◆ **Document passage**:
Tonga's years since 1970 have not been easy ones. A burgioning population has placed immense pressure on resources and forced many to emigrate. Falling commodity prices have affected revenues and forced the country to look to other means of generating income. Relations with Taiwan were abandoned in favour of the PRC and with Cuba, both in the hope of attracting more foreign aid. Foreign investors from Hong Kong and the US have been invited to the country with generous incentives. Yet many of these ventures have proved illusory, sharp-witted foreign business types taking advantage of the more easygoing Tongans. The traditional system of government has come under fire, though mostly from abroad. These troubles have not been helped by an almost continuous barrage of vicious criticism and mocking superiority spewed out from certain sections of society in Australasia. Often, these have been delivered with a veiled undercurrent of that ugly haughtiness now mercifully unfashionable in other Western democracies. A Commonwealth friend, even a small erring one, deserves to be treated with sympathy and undertanstanding. Her problems should be discussed friend to friend, not by harranging from the rooftops or by bullying by powerful neigbours. Tonga's contribution during the great struggle of the Second World War was greater, per head of population, than any other. Those loudly claiming that honour for themselves should be reminded of that. Blessed in abundance with very lucrative natural resources of all kinds, they ought to also sympathise with the problems of one who has been given none.

The 1875 Constitution specifies that the succession is confined to the descendants of King Sia'osi Taufa'ahau' Tupou' [George Tupou' I], through his son Crown Prince Tevita 'Unga, his son Prince 'Uelingatoni Ngu and through their legitimate issue. It established primogeniture, males succeeding before females. In the event of failure of lawful descendants, the succession passes to the lawful heirs of Ratu Enele Ma'afu'o-Tu'itonga, cousin and brother-in-law of King George Tupou' I. A Prince Regent may be appointed in the event that the sovereign has not reached the age of eighteen.

◆ **Objective**:
Copy out the part of the Tonga passage starting with "The 1875 Constitution" and going on through "age of eighteen.", word for word. Work from the Tonga passage alone.

◆ **Provided material**:
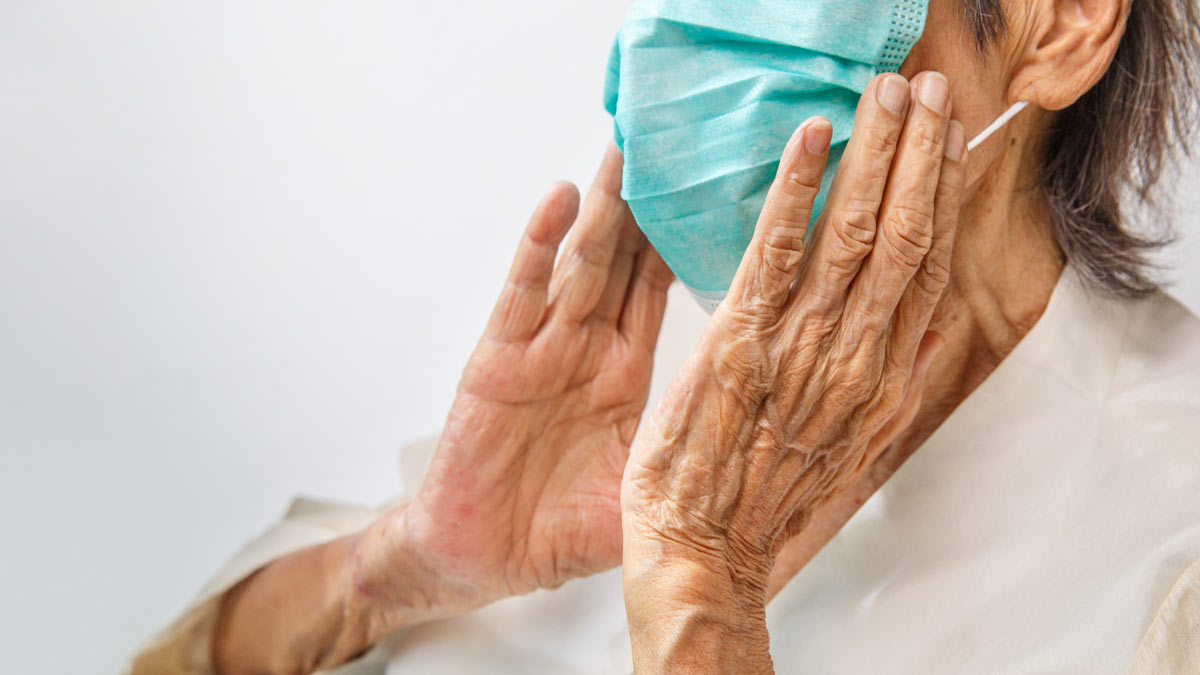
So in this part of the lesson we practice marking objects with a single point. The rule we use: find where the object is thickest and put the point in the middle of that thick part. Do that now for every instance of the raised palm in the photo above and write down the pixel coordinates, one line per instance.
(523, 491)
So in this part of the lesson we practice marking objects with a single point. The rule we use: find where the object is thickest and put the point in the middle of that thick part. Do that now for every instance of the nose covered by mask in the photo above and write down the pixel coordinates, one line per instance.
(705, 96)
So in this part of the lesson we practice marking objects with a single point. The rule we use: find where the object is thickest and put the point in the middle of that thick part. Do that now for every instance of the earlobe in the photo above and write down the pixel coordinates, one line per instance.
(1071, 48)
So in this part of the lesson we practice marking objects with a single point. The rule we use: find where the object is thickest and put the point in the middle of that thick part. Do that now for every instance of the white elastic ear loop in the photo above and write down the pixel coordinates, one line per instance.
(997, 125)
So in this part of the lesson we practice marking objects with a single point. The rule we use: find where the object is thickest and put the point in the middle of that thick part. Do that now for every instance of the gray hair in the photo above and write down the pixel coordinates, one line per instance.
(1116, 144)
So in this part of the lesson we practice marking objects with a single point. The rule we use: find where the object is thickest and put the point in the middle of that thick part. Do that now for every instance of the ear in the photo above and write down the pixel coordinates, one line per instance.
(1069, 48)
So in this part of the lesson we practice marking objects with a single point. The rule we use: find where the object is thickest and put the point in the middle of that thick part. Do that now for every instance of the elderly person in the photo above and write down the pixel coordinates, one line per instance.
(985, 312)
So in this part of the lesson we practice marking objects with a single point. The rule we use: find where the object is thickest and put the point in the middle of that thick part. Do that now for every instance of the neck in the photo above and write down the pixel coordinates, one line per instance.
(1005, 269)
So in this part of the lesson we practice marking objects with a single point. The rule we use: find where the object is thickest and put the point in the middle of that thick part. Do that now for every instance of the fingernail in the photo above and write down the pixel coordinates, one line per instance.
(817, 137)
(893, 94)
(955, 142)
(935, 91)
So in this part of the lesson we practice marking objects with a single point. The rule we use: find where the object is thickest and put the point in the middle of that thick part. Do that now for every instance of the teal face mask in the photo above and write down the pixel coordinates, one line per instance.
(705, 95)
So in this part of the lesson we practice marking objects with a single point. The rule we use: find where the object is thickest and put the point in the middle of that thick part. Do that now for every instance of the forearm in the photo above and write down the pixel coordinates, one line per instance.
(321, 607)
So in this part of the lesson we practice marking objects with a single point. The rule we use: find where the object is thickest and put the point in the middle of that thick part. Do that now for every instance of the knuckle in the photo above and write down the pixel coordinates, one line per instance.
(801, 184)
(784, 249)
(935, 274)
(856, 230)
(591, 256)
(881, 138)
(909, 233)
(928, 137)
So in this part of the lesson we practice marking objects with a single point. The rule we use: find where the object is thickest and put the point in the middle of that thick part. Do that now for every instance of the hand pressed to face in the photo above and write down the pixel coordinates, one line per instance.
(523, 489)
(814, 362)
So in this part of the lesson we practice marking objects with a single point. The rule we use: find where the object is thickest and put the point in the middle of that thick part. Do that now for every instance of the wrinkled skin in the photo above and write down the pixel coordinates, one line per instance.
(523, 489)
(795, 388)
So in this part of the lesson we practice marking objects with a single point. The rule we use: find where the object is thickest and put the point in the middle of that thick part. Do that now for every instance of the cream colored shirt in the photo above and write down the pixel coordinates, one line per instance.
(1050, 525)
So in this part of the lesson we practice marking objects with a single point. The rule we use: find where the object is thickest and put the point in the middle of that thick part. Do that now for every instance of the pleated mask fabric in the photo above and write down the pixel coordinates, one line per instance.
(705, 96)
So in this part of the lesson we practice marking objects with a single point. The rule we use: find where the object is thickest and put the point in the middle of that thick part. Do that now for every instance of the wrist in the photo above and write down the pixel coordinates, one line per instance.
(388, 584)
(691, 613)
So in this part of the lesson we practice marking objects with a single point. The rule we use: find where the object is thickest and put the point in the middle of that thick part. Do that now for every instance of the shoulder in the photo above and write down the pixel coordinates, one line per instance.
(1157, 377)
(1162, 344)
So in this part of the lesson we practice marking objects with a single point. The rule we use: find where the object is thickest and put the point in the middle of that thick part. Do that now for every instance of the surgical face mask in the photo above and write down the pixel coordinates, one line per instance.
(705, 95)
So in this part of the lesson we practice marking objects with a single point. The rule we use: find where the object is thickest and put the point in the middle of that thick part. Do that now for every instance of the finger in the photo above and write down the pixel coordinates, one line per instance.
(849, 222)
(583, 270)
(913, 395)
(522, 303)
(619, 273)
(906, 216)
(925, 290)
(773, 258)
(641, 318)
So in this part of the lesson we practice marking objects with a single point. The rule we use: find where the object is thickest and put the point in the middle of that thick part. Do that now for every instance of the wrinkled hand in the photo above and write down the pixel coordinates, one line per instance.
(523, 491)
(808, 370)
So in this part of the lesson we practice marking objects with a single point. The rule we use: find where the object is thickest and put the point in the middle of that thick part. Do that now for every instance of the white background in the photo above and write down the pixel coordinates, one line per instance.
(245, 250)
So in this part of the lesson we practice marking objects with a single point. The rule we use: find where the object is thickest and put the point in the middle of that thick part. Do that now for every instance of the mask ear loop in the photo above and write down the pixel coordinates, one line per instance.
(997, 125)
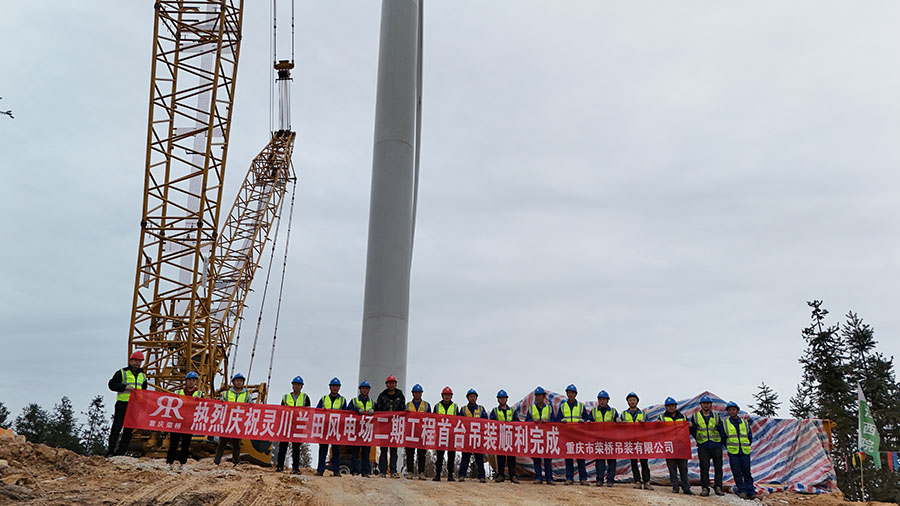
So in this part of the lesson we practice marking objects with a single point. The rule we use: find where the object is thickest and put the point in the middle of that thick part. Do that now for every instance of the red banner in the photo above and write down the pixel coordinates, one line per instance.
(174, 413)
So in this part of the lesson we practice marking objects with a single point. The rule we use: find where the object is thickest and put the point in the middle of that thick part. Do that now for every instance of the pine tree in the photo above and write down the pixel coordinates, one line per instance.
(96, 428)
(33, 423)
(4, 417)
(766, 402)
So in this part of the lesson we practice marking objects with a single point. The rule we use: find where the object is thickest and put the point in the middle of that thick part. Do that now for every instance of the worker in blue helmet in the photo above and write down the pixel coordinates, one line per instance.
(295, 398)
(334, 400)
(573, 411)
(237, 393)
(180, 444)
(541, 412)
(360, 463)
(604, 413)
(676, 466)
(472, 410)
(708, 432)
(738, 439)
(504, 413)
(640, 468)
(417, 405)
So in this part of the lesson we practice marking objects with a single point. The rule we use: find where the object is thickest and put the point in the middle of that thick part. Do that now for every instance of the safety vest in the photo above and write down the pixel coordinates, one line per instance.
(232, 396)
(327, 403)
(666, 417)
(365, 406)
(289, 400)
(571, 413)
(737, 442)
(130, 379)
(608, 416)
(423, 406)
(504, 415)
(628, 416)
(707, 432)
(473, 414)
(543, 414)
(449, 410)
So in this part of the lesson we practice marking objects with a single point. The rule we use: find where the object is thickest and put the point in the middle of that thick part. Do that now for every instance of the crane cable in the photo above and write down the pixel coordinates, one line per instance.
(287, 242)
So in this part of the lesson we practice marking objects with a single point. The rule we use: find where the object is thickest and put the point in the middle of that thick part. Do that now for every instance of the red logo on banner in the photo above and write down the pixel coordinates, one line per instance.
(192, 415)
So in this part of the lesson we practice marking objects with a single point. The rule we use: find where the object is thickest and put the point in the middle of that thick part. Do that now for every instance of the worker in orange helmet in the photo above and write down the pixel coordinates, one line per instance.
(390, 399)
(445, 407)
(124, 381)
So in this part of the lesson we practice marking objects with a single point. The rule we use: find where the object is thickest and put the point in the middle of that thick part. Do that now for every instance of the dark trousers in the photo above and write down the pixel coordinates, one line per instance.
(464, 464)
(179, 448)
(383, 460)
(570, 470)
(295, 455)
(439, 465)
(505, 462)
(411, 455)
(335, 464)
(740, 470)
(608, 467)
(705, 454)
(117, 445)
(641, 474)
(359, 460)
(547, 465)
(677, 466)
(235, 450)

◆ **Task solution**:
The 1875 Constitution specifies that the succession is confined to the descendants of King Sia'osi Taufa'ahau' Tupou' [George Tupou' I], through his son Crown Prince Tevita 'Unga, his son Prince 'Uelingatoni Ngu and through their legitimate issue. It established primogeniture, males succeeding before females. In the event of failure of lawful descendants, the succession passes to the lawful heirs of Ratu Enele Ma'afu'o-Tu'itonga, cousin and brother-in-law of King George Tupou' I. A Prince Regent may be appointed in the event that the sovereign has not reached the age of eighteen.